Re: [Gluster-users] Hundreds of duplicate files

2015-02-18 Thread Olav Peeters

Thanks Tom and Joe,
for the fast response!

Before I started my upgrade I stopped all clients using the volume and 
stopped all VM's with VHD on the volume, but I guess, and this may be 
the missing thing to reproduce this in a lab, I did not detach a NFS 
shared storage mount from a XenServer pool to this volume, since this is 
an extremely risky business. I also did not stop the volume. This I 
guess was a bit stupid, but since I did upgrades in the past this way 
without any issues I skipped this step (a really bad habit). I'll make 
amends and file a proper bug report :-). I agree with you Joe, this 
should never happen, even when someone ignores the advice of stopping 
the volume. If it would also be nessessary to detach shared storage NFS 
connections to a volume, than franky, glusterfs is unusable in a private 
cloud. No one can afford downtime of the whole infrastructure just for a 
glusterfs upgrade. Ideally a replicated gluster volume should even be 
able to remain online and used during (at least a minor version) upgrade.


I don't know whether a heal was maybe buzzy when I started the upgrade. 
I forgot to check. I did check the CPU activity on the gluster nodes 
which were very low (in the 0.0X range via top), so I doubt it. I will 
add this to the bug report as a suggestion should they not be able to 
reproduce with an open NFS connection.


By the way, is it sufficient to do:
service glusterd stop
service glusterfsd stop
and do a:
ps aux | gluster*
to see if everything has stopped and kill any leftovers should this be 
necessary?

→ PROBLEM A
In the listing, starting at the beginning and ending at the line that contains "positive clicks: (46, 286) (63, 312)", change "rough mask" to "coarse mask". Give those lines back with nothing else altered.

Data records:
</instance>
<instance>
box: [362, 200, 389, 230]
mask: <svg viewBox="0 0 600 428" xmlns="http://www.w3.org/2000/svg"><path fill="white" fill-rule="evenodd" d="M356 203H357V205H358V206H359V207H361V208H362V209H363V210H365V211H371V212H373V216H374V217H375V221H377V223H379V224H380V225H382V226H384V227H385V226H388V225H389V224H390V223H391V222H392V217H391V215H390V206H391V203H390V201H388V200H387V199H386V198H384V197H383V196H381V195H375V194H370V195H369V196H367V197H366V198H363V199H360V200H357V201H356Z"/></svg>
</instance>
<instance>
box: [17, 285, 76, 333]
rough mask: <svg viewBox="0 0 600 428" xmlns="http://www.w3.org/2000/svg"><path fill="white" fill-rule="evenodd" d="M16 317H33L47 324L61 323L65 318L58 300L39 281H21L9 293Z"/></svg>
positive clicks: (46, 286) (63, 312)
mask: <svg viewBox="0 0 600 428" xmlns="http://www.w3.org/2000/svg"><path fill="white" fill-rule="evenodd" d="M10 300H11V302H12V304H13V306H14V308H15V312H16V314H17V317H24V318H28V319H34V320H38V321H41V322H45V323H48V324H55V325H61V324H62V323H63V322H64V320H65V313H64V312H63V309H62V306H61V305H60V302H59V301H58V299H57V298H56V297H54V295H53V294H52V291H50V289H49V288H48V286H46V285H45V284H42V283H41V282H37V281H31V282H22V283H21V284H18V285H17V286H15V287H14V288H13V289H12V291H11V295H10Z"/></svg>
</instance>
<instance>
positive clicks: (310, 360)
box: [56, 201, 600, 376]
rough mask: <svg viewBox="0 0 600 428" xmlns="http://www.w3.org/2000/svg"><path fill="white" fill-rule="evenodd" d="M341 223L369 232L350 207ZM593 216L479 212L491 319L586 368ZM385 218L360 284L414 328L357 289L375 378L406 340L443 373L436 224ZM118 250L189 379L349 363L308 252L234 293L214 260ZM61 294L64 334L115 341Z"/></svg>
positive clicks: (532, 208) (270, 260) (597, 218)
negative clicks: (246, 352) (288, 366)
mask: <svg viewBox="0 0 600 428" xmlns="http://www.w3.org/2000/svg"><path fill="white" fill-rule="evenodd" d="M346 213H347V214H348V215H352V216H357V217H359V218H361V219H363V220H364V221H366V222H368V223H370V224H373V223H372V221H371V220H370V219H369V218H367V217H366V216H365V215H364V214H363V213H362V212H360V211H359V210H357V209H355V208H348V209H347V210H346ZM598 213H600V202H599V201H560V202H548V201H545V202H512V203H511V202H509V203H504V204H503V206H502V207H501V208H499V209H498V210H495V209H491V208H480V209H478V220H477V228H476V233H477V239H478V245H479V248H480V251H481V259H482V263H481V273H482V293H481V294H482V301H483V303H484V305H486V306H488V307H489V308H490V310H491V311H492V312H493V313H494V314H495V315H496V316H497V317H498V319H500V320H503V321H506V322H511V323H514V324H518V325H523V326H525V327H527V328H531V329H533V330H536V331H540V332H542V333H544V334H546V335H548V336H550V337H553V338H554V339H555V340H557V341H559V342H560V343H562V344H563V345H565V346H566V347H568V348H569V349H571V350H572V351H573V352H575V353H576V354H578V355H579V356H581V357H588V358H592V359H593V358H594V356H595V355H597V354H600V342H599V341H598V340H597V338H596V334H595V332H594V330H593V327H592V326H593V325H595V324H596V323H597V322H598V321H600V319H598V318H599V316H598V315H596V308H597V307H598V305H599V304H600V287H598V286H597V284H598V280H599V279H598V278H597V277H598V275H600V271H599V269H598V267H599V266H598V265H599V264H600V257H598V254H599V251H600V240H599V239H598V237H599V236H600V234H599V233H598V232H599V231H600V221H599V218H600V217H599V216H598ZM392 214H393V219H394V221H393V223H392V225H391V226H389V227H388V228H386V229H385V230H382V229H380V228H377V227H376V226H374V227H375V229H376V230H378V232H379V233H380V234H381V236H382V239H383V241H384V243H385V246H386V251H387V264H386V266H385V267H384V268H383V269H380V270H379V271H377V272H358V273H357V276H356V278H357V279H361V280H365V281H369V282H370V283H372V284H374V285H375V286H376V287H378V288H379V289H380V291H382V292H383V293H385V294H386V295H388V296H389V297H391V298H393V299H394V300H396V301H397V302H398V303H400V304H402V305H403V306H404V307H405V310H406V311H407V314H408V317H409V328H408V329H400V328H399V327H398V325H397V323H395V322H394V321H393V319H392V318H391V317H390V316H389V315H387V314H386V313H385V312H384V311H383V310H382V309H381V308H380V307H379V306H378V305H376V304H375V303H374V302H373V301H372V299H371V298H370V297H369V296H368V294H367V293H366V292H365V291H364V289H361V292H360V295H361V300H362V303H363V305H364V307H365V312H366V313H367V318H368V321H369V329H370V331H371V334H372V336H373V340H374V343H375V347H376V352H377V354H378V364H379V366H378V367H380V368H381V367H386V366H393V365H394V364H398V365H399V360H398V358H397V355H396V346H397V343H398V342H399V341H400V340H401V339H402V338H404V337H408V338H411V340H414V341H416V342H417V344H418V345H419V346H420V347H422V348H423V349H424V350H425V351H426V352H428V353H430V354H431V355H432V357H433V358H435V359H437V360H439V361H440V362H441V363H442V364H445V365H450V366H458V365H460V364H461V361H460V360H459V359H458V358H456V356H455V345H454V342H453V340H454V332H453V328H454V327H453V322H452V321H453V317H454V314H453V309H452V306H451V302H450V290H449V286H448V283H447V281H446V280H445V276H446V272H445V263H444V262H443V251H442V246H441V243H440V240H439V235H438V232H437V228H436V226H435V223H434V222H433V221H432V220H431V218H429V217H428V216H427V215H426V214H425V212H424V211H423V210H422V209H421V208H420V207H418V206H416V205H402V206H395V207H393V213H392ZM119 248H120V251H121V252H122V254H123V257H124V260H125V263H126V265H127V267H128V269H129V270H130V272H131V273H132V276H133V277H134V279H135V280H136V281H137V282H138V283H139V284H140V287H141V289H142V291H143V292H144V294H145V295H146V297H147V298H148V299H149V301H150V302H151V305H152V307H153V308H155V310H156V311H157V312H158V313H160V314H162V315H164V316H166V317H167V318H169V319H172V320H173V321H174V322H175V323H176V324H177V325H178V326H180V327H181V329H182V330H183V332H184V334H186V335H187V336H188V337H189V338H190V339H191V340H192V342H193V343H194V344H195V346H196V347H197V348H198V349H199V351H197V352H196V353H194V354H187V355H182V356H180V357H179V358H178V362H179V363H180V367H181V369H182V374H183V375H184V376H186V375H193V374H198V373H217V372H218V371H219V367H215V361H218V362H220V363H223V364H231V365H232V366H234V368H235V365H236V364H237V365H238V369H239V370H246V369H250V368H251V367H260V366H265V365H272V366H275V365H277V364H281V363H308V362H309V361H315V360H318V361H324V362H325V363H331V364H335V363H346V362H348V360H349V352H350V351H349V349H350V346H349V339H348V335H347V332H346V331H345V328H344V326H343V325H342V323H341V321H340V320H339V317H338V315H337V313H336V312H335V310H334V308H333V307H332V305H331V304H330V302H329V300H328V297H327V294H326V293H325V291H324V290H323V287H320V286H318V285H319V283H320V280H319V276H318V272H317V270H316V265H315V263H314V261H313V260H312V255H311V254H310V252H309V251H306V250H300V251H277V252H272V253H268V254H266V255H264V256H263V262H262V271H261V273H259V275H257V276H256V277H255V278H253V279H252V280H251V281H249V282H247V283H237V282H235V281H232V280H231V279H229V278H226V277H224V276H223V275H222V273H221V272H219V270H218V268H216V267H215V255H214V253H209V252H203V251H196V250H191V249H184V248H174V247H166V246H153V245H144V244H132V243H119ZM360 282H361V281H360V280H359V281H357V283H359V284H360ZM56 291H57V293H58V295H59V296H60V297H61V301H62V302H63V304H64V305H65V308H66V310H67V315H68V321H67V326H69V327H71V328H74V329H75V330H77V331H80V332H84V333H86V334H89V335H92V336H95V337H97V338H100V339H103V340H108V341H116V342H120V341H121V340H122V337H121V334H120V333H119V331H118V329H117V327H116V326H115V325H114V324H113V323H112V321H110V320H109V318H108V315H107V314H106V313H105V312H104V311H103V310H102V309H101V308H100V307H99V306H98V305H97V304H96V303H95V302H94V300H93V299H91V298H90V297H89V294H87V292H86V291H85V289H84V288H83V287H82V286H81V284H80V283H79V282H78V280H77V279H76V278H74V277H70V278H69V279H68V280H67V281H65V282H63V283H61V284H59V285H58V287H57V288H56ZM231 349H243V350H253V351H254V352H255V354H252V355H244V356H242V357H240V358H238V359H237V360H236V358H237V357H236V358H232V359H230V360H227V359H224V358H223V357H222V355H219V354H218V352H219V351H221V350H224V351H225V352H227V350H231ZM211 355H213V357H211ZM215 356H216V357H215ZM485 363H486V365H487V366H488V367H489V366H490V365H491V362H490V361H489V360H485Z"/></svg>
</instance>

→ PROBLEM B
Can you condense the forum post's paragraph beginning "Before I started my upgrade" into a shorter version that keeps its main facts?

→ EXERCISE RESPONSE A
</instance>
<instance>
box: [362, 200, 389, 230]
mask: <svg viewBox="0 0 600 428" xmlns="http://www.w3.org/2000/svg"><path fill="white" fill-rule="evenodd" d="M356 203H357V205H358V206H359V207H361V208H362V209H363V210H365V211H371V212H373V216H374V217H375V221H377V223H379V224H380V225H382V226H384V227H385V226H388V225H389V224H390V223H391V222H392V217H391V215H390V206H391V203H390V201H388V200H387V199H386V198H384V197H383V196H381V195H375V194H370V195H369V196H367V197H366V198H363V199H360V200H357V201H356Z"/></svg>
</instance>
<instance>
box: [17, 285, 76, 333]
coarse mask: <svg viewBox="0 0 600 428" xmlns="http://www.w3.org/2000/svg"><path fill="white" fill-rule="evenodd" d="M16 317H33L47 324L61 323L65 318L58 300L39 281H21L9 293Z"/></svg>
positive clicks: (46, 286) (63, 312)

→ EXERCISE RESPONSE B
Before upgrading, the writer stopped all clients using the volume and all VMs with VHD on it. The writer did not detach an NFS shared storage mount from a XenServer pool to the volume, because doing so is extremely risky. The writer also did not stop the volume, having done past upgrades this way without issues. The writer will file a proper bug report and agrees with Joe that this should never happen, even when the advice to stop the volume is ignored. If NFS shared storage connections also had to be detached, glusterfs would be unusable in a private cloud, since no one can afford downtime of the whole infrastructure for an upgrade. Ideally, a replicated volume should stay online and usable during at least a minor version upgrade.